▸ **WHAT TO PRODUCE**: Here is a listing. Write it all out again exactly, but not its pictures.
____ TASK DATA
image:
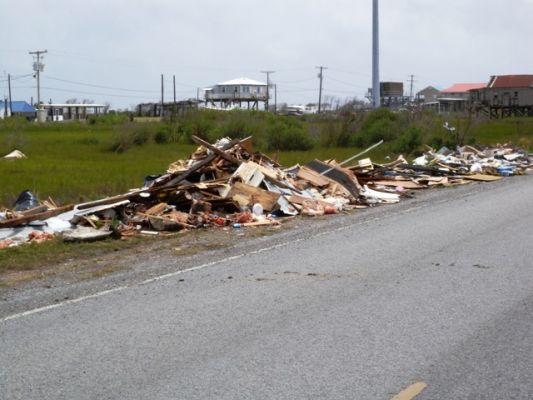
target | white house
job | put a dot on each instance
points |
(232, 94)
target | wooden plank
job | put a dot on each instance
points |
(312, 176)
(482, 178)
(11, 223)
(337, 174)
(241, 192)
(216, 150)
(300, 200)
(404, 184)
(174, 180)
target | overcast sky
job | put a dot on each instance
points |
(115, 50)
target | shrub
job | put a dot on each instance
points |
(408, 141)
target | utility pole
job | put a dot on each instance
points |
(376, 95)
(38, 67)
(162, 96)
(268, 87)
(10, 99)
(275, 98)
(320, 76)
(174, 83)
(411, 81)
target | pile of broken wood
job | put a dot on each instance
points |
(226, 184)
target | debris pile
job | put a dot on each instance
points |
(226, 184)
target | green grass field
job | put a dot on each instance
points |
(73, 162)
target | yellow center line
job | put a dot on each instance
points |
(411, 392)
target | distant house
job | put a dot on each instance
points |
(427, 95)
(72, 111)
(505, 96)
(457, 97)
(180, 107)
(234, 93)
(392, 95)
(17, 108)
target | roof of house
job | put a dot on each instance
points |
(242, 81)
(18, 107)
(429, 89)
(511, 81)
(464, 87)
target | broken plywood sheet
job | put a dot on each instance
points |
(339, 175)
(249, 174)
(283, 203)
(249, 195)
(403, 183)
(312, 176)
(482, 178)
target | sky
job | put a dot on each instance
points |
(114, 51)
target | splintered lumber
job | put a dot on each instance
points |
(174, 180)
(250, 195)
(11, 223)
(396, 182)
(157, 209)
(301, 200)
(216, 150)
(110, 200)
(312, 176)
(248, 173)
(337, 174)
(482, 178)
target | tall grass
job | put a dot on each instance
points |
(78, 161)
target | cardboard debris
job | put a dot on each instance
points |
(220, 184)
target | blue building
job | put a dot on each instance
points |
(17, 108)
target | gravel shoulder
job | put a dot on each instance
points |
(78, 278)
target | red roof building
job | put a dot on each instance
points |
(510, 81)
(464, 87)
(506, 96)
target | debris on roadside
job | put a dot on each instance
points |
(228, 185)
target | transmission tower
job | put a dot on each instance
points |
(38, 67)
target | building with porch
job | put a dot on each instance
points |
(67, 111)
(17, 108)
(505, 96)
(457, 97)
(235, 93)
________
▸ **EXERCISE ANSWER**:
image:
target | white house
job | put a dot on each instance
points |
(232, 94)
target | wooden plank
job | put a dot on each instance
points |
(312, 176)
(482, 178)
(11, 223)
(337, 174)
(241, 192)
(216, 150)
(300, 200)
(404, 184)
(174, 180)
target | overcast sky
job | put a dot on each instance
points |
(115, 50)
target | shrub
job | put a dot on each instance
points |
(408, 141)
target | utility pole
job | put a dot on each instance
points |
(376, 95)
(38, 67)
(162, 96)
(268, 87)
(10, 99)
(275, 98)
(320, 76)
(174, 83)
(411, 81)
target | pile of broken wood
job | put a dot on each instance
points |
(226, 184)
target | debris pile
job | put a dot on each instance
points |
(226, 184)
target | green grass field
job | put a dot on each instance
points |
(73, 162)
target | yellow center line
job | put a dot on each instance
points |
(411, 392)
target | distant house
job | put a dot on each instance
points |
(427, 95)
(72, 111)
(505, 96)
(457, 97)
(180, 107)
(234, 93)
(392, 95)
(17, 108)
target | roof of house
job | put a dot on each instance
points |
(242, 81)
(18, 107)
(429, 89)
(511, 81)
(464, 87)
target | broken plywood sheet
job | put a dot on each instance
points |
(339, 175)
(249, 174)
(283, 203)
(249, 195)
(403, 183)
(312, 176)
(482, 178)
target | sky
job | put a dot on each instance
points |
(114, 51)
target | splintered lumber
job | put a dot on each instance
points |
(174, 180)
(250, 195)
(11, 223)
(396, 182)
(157, 209)
(301, 200)
(216, 150)
(110, 200)
(312, 176)
(248, 173)
(337, 174)
(482, 178)
target | tall grass
job | put a dot on each instance
points |
(78, 161)
target | cardboard debris
job | put a dot on each instance
points |
(220, 184)
target | blue building
job | put a dot on each instance
points |
(17, 108)
target | gravel shoulder
job | put a dot on each instance
points |
(78, 278)
target | red roof building
job | put a dot on each instance
points |
(510, 81)
(464, 87)
(506, 96)
target | debris on roadside
job | put a dot on each instance
points |
(228, 185)
target | transmission tower
job | put a dot on each instance
points |
(38, 67)
target | building with porch
job | put a dot on each instance
points |
(67, 111)
(17, 108)
(505, 96)
(457, 97)
(235, 93)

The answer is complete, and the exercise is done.